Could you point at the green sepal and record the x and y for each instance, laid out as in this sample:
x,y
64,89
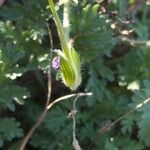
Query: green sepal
x,y
70,68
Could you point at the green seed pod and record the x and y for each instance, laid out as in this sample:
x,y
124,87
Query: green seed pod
x,y
70,68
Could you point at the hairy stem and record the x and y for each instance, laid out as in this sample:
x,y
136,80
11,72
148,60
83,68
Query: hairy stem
x,y
59,26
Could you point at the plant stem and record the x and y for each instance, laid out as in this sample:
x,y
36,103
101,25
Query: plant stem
x,y
59,27
66,23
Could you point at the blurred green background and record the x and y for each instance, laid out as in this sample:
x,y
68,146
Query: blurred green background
x,y
113,40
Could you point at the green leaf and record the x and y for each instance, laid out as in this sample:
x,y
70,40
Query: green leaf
x,y
9,129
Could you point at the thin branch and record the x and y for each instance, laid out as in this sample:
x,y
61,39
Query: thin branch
x,y
66,97
75,142
43,114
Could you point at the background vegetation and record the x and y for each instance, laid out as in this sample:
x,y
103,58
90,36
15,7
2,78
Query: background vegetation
x,y
112,38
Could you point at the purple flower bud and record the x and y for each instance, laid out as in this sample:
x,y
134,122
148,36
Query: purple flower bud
x,y
56,63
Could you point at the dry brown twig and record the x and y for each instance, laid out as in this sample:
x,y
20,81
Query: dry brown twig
x,y
43,114
47,105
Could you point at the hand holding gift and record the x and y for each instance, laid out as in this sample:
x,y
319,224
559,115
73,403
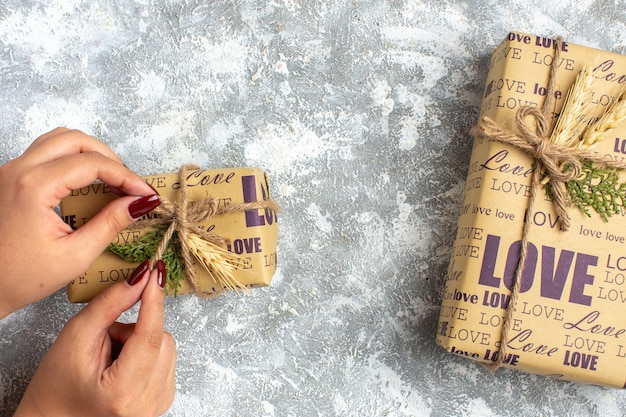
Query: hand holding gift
x,y
36,244
92,375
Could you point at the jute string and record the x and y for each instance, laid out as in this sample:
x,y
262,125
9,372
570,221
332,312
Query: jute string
x,y
182,216
558,163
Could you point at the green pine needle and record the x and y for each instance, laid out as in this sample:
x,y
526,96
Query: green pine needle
x,y
597,188
146,246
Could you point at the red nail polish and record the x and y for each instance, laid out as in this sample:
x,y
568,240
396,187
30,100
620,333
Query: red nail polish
x,y
143,205
153,189
161,273
138,273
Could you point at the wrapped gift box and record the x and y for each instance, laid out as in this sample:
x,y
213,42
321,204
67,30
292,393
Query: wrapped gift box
x,y
568,321
250,236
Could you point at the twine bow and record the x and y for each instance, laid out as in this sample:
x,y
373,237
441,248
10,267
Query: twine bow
x,y
182,217
557,163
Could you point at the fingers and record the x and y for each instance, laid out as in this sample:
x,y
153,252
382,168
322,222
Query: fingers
x,y
105,309
93,237
82,169
144,347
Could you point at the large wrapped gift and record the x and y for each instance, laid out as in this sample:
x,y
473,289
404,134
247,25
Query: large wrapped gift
x,y
537,276
229,232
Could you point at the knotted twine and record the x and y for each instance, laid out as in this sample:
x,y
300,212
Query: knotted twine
x,y
181,217
557,163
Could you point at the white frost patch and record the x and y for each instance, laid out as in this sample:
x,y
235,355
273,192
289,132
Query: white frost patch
x,y
320,220
418,103
408,133
55,111
283,147
233,325
387,392
268,409
477,407
602,399
380,96
222,134
406,232
151,88
183,154
227,57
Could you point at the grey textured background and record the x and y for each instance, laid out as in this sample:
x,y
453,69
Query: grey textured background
x,y
359,111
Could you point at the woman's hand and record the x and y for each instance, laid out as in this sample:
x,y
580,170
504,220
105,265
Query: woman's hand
x,y
98,367
39,253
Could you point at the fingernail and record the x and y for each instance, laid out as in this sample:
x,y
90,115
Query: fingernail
x,y
153,189
161,273
117,191
138,273
143,205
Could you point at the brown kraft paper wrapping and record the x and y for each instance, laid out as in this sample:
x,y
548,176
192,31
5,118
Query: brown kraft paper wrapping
x,y
568,321
252,234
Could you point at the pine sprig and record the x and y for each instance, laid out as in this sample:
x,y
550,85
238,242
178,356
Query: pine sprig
x,y
597,188
146,246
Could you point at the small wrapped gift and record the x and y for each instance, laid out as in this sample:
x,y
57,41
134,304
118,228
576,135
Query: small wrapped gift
x,y
215,229
537,276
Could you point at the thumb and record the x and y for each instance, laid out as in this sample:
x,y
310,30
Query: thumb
x,y
106,307
100,230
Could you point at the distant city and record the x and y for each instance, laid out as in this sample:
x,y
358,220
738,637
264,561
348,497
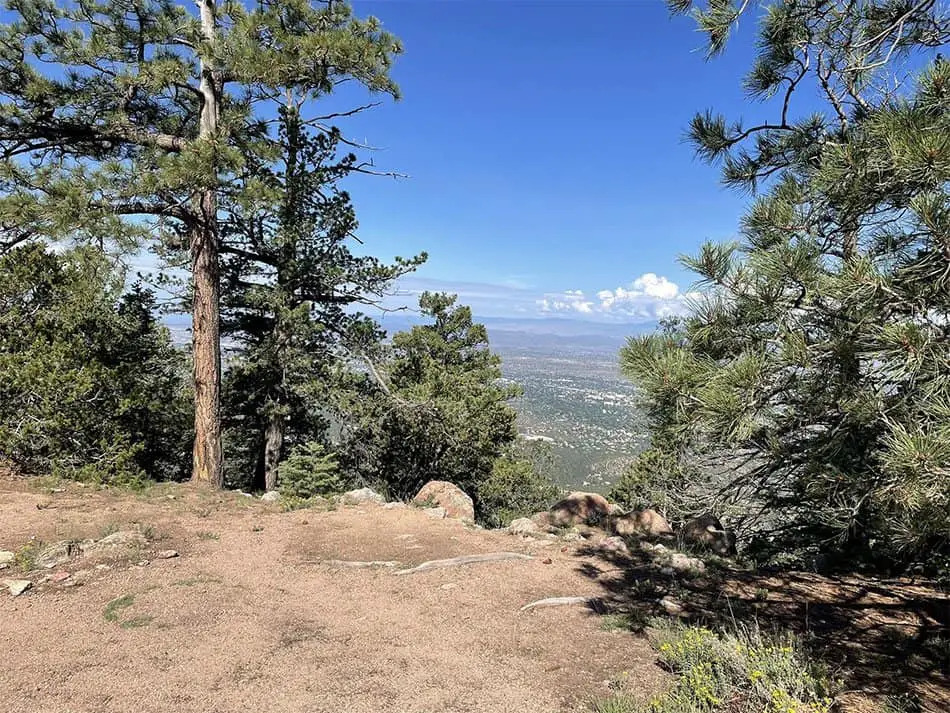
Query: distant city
x,y
574,395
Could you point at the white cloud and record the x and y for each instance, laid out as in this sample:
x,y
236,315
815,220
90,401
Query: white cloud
x,y
648,297
569,301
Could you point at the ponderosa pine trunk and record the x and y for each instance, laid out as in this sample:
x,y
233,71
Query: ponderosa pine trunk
x,y
208,457
273,444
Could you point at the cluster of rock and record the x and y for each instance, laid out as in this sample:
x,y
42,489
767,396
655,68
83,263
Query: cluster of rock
x,y
593,511
94,555
437,499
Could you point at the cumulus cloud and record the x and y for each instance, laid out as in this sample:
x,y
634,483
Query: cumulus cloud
x,y
569,301
648,297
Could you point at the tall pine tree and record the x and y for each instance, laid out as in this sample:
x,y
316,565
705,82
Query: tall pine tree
x,y
119,118
292,292
817,365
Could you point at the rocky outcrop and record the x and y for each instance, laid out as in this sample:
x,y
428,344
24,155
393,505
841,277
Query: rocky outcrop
x,y
580,508
123,544
16,587
449,497
55,555
523,526
362,496
648,523
707,533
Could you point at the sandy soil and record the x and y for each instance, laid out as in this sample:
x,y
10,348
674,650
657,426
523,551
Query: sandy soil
x,y
252,617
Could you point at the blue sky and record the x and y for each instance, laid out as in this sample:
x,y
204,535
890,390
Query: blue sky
x,y
544,147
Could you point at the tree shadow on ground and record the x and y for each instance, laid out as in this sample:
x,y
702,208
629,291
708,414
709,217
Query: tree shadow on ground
x,y
881,636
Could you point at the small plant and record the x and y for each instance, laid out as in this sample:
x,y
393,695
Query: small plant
x,y
622,622
25,557
193,581
111,612
514,488
427,502
137,622
737,672
310,471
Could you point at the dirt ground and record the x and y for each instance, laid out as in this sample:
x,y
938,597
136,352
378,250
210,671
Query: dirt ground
x,y
252,617
260,612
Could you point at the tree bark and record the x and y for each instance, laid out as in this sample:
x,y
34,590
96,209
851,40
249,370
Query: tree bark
x,y
208,457
273,444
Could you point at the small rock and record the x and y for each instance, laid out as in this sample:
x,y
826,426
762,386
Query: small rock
x,y
448,496
671,606
16,587
645,522
523,526
79,578
361,496
124,543
580,508
614,544
685,563
54,555
707,533
542,520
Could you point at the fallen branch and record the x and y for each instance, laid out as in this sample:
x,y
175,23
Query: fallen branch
x,y
466,559
357,564
559,602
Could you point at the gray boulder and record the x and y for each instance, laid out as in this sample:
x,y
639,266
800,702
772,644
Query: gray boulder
x,y
362,496
707,533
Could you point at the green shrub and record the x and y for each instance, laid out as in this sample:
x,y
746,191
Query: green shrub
x,y
91,387
738,672
310,471
653,480
514,488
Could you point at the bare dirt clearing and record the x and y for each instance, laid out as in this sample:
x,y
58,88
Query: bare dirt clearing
x,y
251,617
306,611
========
Please write out again every line of the data from the line with "Could you point at the gray" through the end of the data. In the answers, multiply each x,y coordinate by 1.45 and round it to a whole number, rounding halves up; leave every other line unchanged.

_Full answer:_
Could you point at the gray boulder and record the x and y for each instance, laid out as in this sample:
x,y
639,266
800,702
772,644
Query: gray boulder
x,y
525,719
1025,773
Could you point at the green shrub and record the x and y for each instance, laid out as in this sample:
x,y
746,191
Query: green shrub
x,y
132,561
1070,974
450,683
947,696
745,708
Could you point at the bare dirt clearing and record the x and y for each instance, laid out as in this sample:
x,y
58,88
Query: bare dirt clearing
x,y
364,895
444,886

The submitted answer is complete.